Extracted text:

----

Comparing profiles and processes for the selective isolation and application of extracellular vesicles in regenerative therapeutics: with an initial regenerative dermatology focus

Regenerative medicine has long focused on the application of mesenchymal stem cells (MSCs). However, risk of immunogenicity, evidence of limited engraftment in vivo and pragmatic considerations (e.g. storage) have hindered clinical translation. These limitations have resulted in a move towards extracellular vesicles (EVs) as a potential cell-free alternative. Dermatology is one field looking to apply EVs for regenerative applications targeting tissue form and function. However, there are several challenges to overcome if we are to progress both the clinical and commercial translation of EV therapeutics. This thesis sought to evaluate some of these key challenges.

----

Supplied material:
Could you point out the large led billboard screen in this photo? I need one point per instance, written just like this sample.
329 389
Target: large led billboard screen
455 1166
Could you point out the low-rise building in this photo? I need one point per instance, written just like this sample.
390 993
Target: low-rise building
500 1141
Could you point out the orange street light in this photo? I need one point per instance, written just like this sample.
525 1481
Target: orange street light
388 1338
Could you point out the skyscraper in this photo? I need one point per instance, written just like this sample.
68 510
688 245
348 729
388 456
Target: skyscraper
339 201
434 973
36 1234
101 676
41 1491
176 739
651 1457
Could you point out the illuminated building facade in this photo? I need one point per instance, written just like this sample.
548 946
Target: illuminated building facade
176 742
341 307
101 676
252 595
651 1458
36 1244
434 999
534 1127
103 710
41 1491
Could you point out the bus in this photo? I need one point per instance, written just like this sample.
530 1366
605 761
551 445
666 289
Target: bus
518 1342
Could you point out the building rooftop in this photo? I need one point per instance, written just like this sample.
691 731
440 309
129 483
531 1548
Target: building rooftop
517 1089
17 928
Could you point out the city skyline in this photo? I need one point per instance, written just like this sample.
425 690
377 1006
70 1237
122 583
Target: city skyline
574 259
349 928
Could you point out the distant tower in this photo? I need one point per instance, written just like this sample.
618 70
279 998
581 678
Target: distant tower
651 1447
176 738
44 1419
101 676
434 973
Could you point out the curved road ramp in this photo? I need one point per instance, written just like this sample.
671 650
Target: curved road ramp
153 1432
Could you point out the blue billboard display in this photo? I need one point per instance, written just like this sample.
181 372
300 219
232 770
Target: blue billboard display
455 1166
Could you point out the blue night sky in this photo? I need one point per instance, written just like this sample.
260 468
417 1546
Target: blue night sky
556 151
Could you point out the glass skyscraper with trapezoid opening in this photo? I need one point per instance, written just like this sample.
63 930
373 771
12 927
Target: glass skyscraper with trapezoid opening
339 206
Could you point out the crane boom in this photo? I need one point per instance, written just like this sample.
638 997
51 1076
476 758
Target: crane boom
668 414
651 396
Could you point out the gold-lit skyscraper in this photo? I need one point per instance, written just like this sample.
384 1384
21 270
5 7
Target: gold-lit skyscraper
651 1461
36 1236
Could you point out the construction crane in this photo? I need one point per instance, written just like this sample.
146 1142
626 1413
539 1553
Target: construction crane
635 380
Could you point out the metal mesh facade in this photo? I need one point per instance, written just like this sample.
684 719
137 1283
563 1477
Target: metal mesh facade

----

Tasks to complete:
**1.** According to the passage on extracellular vesicles, what has hindered the clinical translation of mesenchymal stem cells?
**2.** Summarize the passage on extracellular vesicles in two sentences.
**3.** Duplicate the passage on extracellular vesicles, everything from "Regenerative medicine has" down to "these key challenges.".
Work from the passage on extracellular vesicles alone; the items play no part here.

List of answers:
**1.** Risk of immunogenicity, evidence of limited engraftment in vivo and pragmatic considerations such as storage.

**2.** Regenerative medicine has long focused on mesenchymal stem cells, but immunogenicity risk, limited engraftment in vivo and pragmatic issues such as storage have hindered their clinical translation, leading to a move toward extracellular vesicles as a potential cell-free alternative. Dermatology is one field looking to apply these vesicles for regenerative purposes, and the thesis sought to evaluate some of the key challenges to their clinical and commercial translation.

**3.**
Regenerative medicine has long focused on the application of mesenchymal stem cells (MSCs). However, risk of immunogenicity, evidence of limited engraftment in vivo and pragmatic considerations (e.g. storage) have hindered clinical translation. These limitations have resulted in a move towards extracellular vesicles (EVs) as a potential cell-free alternative. Dermatology is one field looking to apply EVs for regenerative applications targeting tissue form and function. However, there are several challenges to overcome if we are to progress both the clinical and commercial translation of EV therapeutics. This thesis sought to evaluate some of these key challenges.